Trecho:
#####
Os Capitães do Mato, tal como deu a entender o Bruxo do Cosme Velho, nunca tiveram estudo e entendimento, apenas maldade, talvez instinto maldoso de sobrevivência e foram usados, antigamente pelos senhores de escravos, hoje pelos fascistas que habitam no extremismo e assistem a Jovem Pan em suas Casas Grandes. Para eles nada mudou! Ou melhor, agora vestem terno e gravata e vociferam palavras de ordem sem saber o verdadeiro significado das palavras de ordem já escritas e secularmente usadas.

Os Capitães do Mato de hoje, embora sejam os mesmos de outrora, não se utilizam de cavalos em suas ações, chegam de carros que contém vários cavalos de potência, potência essa que tentam usar em suas falas ao gritarem, bradarem e tentarem encontrar algum nexo no que falam. Mas, agora existe um detalhe, um detalhe coletivo, ou seja,    agora o quilombo se organizou, estudou e os combate em um lugar onde eles nunca conseguiram dominar, no território das leis, da cultura, da inteligência e da ciência.
#####
Entradas:

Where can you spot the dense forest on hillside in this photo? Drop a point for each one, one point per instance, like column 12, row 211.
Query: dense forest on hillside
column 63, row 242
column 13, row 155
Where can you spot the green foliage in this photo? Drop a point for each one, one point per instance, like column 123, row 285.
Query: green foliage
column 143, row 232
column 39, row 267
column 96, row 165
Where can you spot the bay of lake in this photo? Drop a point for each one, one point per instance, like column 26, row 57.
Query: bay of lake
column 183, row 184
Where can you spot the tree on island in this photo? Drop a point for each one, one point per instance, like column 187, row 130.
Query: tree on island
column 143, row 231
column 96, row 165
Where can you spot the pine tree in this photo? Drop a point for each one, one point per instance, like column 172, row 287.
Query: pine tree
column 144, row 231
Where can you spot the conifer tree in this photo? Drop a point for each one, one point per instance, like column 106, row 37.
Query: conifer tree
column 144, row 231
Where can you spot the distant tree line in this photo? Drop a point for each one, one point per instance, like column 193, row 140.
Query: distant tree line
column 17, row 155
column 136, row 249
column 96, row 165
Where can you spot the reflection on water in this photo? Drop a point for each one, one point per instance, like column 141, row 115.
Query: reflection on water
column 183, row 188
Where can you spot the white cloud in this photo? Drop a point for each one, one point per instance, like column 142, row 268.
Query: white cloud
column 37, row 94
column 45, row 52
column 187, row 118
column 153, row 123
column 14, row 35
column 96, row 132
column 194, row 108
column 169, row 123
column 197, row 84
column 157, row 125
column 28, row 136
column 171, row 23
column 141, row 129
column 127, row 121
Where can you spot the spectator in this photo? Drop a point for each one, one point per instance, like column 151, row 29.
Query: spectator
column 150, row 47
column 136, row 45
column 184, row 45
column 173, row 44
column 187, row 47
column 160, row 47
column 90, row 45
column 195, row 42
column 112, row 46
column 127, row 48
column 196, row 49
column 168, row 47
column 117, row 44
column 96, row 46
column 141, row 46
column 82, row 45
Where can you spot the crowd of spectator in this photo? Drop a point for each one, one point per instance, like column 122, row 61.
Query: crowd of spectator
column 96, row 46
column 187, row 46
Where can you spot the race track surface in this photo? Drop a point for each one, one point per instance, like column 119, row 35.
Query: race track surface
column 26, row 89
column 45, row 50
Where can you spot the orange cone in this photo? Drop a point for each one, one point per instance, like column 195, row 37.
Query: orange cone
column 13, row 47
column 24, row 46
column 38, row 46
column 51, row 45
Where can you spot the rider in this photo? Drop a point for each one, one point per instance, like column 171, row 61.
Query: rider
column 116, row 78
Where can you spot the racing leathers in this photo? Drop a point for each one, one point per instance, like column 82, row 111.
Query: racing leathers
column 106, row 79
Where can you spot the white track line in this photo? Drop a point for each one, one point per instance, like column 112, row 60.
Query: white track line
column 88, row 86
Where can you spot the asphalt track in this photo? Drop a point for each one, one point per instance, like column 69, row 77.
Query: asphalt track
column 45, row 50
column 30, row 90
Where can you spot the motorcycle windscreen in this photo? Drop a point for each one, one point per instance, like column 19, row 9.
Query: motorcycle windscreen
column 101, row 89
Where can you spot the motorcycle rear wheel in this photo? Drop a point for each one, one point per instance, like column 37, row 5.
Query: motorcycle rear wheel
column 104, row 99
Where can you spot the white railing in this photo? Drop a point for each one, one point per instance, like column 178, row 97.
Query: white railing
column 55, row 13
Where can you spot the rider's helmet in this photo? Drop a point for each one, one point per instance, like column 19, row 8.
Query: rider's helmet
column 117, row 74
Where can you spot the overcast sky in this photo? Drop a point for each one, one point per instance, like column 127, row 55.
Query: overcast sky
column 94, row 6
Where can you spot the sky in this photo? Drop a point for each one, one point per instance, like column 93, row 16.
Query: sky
#####
Objetivo: Dê continuidade ao trecho sobre os Capitães do Mato de hoje, começando logo após a última frase.

Resposta:
Os Capitães do Mato, que hoje se apresentam em pele de cordeiro, que dão chilique ao terem seus verdadeiros nomes de ofício escancarados em praça pública através da mídias sociais, podem até enganar a população por algum tempo e conseguirem alçar cargos públicos em Câmaras, Assembleias, Senado. Mas, nestes mesmos lugares e aqui fora, já existe uma população de mulheres e homens negros letrados, que estudaram e conhecem a história do povo negro, a verdadeira história e não a que contaram nas escolas brasileiras durante muito tempo. Uma história que tinha o objetivo de anular e até mesmo extinguir o valor de uma etnia.

Para cada um Capitão do Mato que surge, centenas de intelectuais negras e negros se graduam nas universidades, se tornam mestres e doutores e recebem o direito de usarem com propriedade os seus lugares de fala e falam em voz alta e com propriedade: Capitão do Mato! Desta vez não! Agora as coisas mudaram e as vozes, sejam elas negras ou não vão se levantar e bradar…Capitão do Mato! Para que todos saibam! Para que todos conheça! Para que ninguém esqueça!

A eles, os Capitães do Mato, aos 11% racista em nossa cidade, aos 4% que estão em cima do muro, resta somente uma saída: EDUCAÇÃO! EDUCAÇÃO ANTIRACISTA! Vão aprender que não há mais lugar para racismo na sociedade atual e no futuro que estamos construindo.

Está na hora de abrirem suas cabeças para o novo, aprendendo com a história, aprendendo o que se está construindo de futuro em que não caberá mais pessoas racistas e Capitães do Mato!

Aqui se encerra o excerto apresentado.